* [Exercise goal] Extract, word for word, the part of the passage below about Lieutenant General Frank Vargas Pazzos, starting with "In 1986 general" and going on through "a former executive.".

Lieutenant General Frank Vargas Pazzos, 1986

In 1986 general Vargas aired in public grievances and denounced actions of the president's inner circle of power in the procurement of a Fokker F-28 aircraft for flag carrier TAME. Allegedly an overprice of almost six million dollars had been paid by an Ecuadorian company where the president's brother was a stockholder and his private secretary a former executive.
When the president ordered his arrest, Vargas flew to the Air base of Manta using one of the Air force aircraft; in Manta many of the officers and enlisted personnel took a stronger stand and voiced calls for a coup d'état that would put Vargas as a member of a triumvirate the calls were not heeded and in hours of the evening president Febres Cordero went to the air bases in Guayaquil and Taura to call for the officers corps loyalty portraying General Vargas as a mental case. A video of the actions of the morning at Manta was shown to the officer corps in Taura that showed general Vargas in a state of inebriation and out of his normal self.

* [Given data]

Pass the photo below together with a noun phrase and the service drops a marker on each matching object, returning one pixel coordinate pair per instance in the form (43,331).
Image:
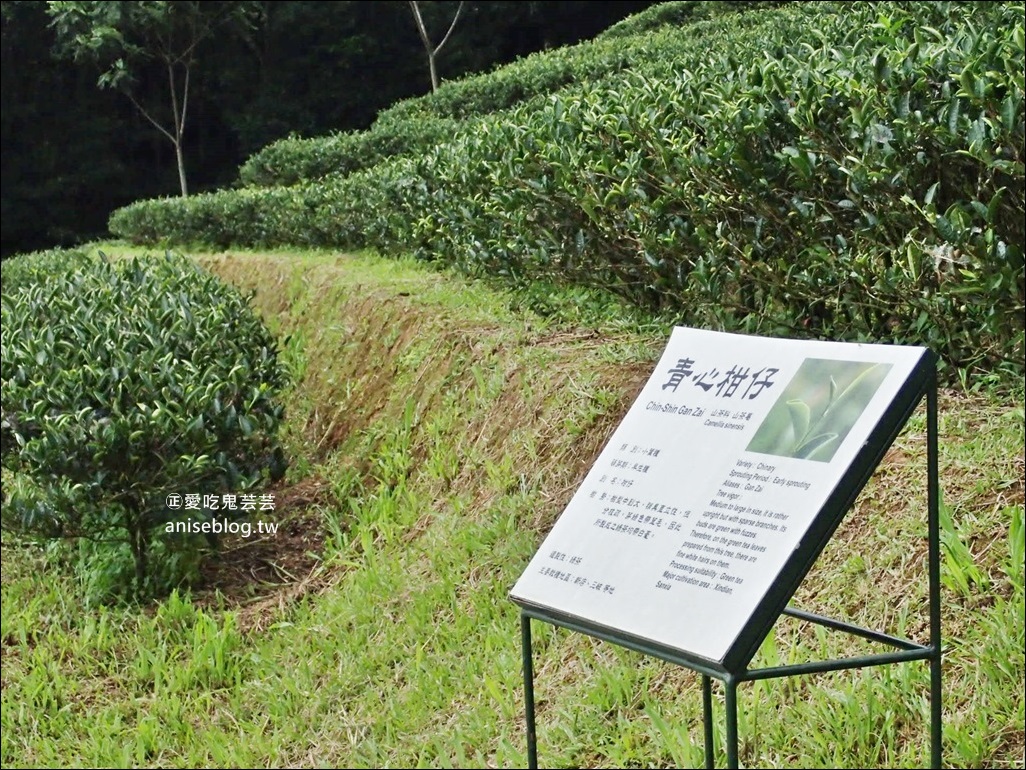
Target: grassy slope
(437,436)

* [Solution for this task]
In 1986 general Vargas aired in public grievances and denounced actions of the president's inner circle of power in the procurement of a Fokker F-28 aircraft for flag carrier TAME. Allegedly an overprice of almost six million dollars had been paid by an Ecuadorian company where the president's brother was a stockholder and his private secretary a former executive.